Читаем Великий обман. Чужестранцы в стране большевиков полностью

Между прочим, писатель Виктор Серж полагал, что «сами подсудимые, в первую очередь Радек, активно принимали участие в фальсификаторской работе… иначе идиотам вроде Ежова никогда бы не справиться с этой изощренной и извращенной фальсификацией, причем аморальность Радека, его цинизм и прочие качества делали из него наиболее подходящего кандидата, по существу, руководителя следовательской кухни ГПУ».

Во всяком случае, по Фейхтвангеру, процесс проходил в теплой и дружественной обстановке. «Судьи, прокурор, обвиняемые – и это не только казалось – были связаны между собой узами общей цели. Они были подобны инженерам, испытывавшим совершенно новую сложную машину. Некоторые из них что-то в машине испортили, испортили не со злости, а просто потому, что своенравно хотели испробовать на ней свои теории по улучшению этой машины. Их методы оказались неправильными, но эта машина не менее, чем другим, близка их сердцу, и потому они сообща с другими откровенно обсуждают свои ошибки. Их всех объединяет интерес к машине, любовь к ней. И это-то чувство и побуждает судей и обвиняемых так дружно сотрудничать друг с другом».

Вряд ли есть смысл обсуждать все это всерьез. И все же никак нельзя обойти один немаловажный вопрос, вынесенный в заголовок следующего раздела.

«Почему они признавались?»

В полном соответствии с упомянутыми инструкциями Иностранной комиссии Фейхтвангер в своей книге горячо опровергает «наиболее примитивное предположение, что обвиняемые под пытками и под угрозой новых, еще худших пыток были вынуждены к признанию. Однако эта выдумка была опровергнута несомненно свежим видом обвиняемых и их общим физическим и умственным состоянием». Двадцать лет спустя на XX съезде Хрущев ответил на этот вопрос иначе, можно сказать, «с большевистской прямотой»: «Как могло получиться, что люди признавались в преступлениях, которых они вовсе не совершали? Только одним путем – применением физических методов воздействия, пыток».

И вместе с тем было еще нечто, толкавшее старых большевиков на признание в несовершенных преступлениях. «Поймите, если бы мы попали в гестапо, в белую контрразведку, мы бы выдержали пытки. Нас поддерживала бы мысль, что мы страдаем за наше дело. А тут? Во имя чего терпеть?» Так говорил проведший в лагерях больше двадцати лет Михаил Якубович, бывший меньшевик, чьи мемуары были использованы Александром Солженицыным в «Архипелаге ГУЛАГ». Он рассказал Майе Улановской о разговоре с прокурором Николаем Крыленко, с которым когда-то был хорошо знаком, тот одно время жил у него в квартире. «Он вызвал меня к концу следствия, когда я уже дал показания, подписал все, что мне продиктовали. Я решил открыть ему как прокурору методы следствия, объяснить, почему я оговорил себя. Но Крыленко не дал мне открыть рта. Остановил меня жестом: «Михаил Петрович, не надо. Я все понимаю. Но так нужно для партии, для страны».

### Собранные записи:
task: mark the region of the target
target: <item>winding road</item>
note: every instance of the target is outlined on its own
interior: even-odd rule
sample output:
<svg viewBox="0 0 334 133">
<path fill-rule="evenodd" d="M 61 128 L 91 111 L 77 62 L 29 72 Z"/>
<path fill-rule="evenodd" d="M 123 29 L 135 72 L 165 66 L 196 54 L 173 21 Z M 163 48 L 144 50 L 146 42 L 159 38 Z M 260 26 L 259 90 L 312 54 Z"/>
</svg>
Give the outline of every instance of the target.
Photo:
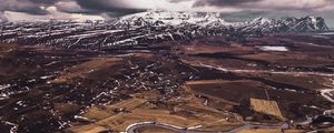
<svg viewBox="0 0 334 133">
<path fill-rule="evenodd" d="M 239 127 L 233 129 L 230 131 L 222 131 L 222 132 L 209 132 L 209 131 L 195 131 L 195 129 L 187 129 L 187 127 L 180 127 L 177 125 L 171 125 L 171 124 L 166 124 L 166 123 L 158 123 L 158 122 L 140 122 L 140 123 L 135 123 L 129 125 L 126 129 L 126 133 L 136 133 L 135 131 L 139 127 L 145 127 L 145 126 L 157 126 L 157 127 L 163 127 L 167 129 L 170 131 L 175 131 L 178 133 L 236 133 L 240 130 L 244 129 L 254 129 L 254 127 L 264 127 L 264 129 L 288 129 L 288 124 L 282 124 L 282 125 L 265 125 L 265 124 L 249 124 L 246 123 Z"/>
</svg>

### Текст задания:
Продолжите фрагмент о том, почему обвиняемые признавались, начав сразу после его последнего предложения.

### Результат выполнения:
Якубовича арестовали в 1930 году и осудили по делу Союзного бюро меньшевиков. Крыленко был арестован в 1938 году и признался, что с 1930 года участвовал в антисоветской организации правых.

Возможно, такого рода истории доходили до Артура Кёстлера, рассказавшего в романе «Слепящая тьма» об участнике Гражданской войны наркоме Николае Рубашове, который кается на открытом процессе, поскольку его убедили в необходимости исполнить последний долг революционера – послужить своим признанием партии. Но это литературный персонаж, а в реальности трудно представить себе человека, которого без пыток или хотя бы их угрозы можно было бы убедить сознаться в преступлениях, которых он не совершал.

Задумывался ли об этом Фейхтвангер? Известно, что он обсуждал увиденное на процессе с Георгием Димитровым (тот сразу доложил об этом «куда следует»). Непостижимо, говорил он ему, не только то, почему обвиняемые совершили преступления, но и почему все они при отсутствии представленных в суде улик признали себя виновными, зная, что это будет стоить им жизни. В своей книге, как мы знаем, Фейхтвангер писал обо всем этом несколько иначе.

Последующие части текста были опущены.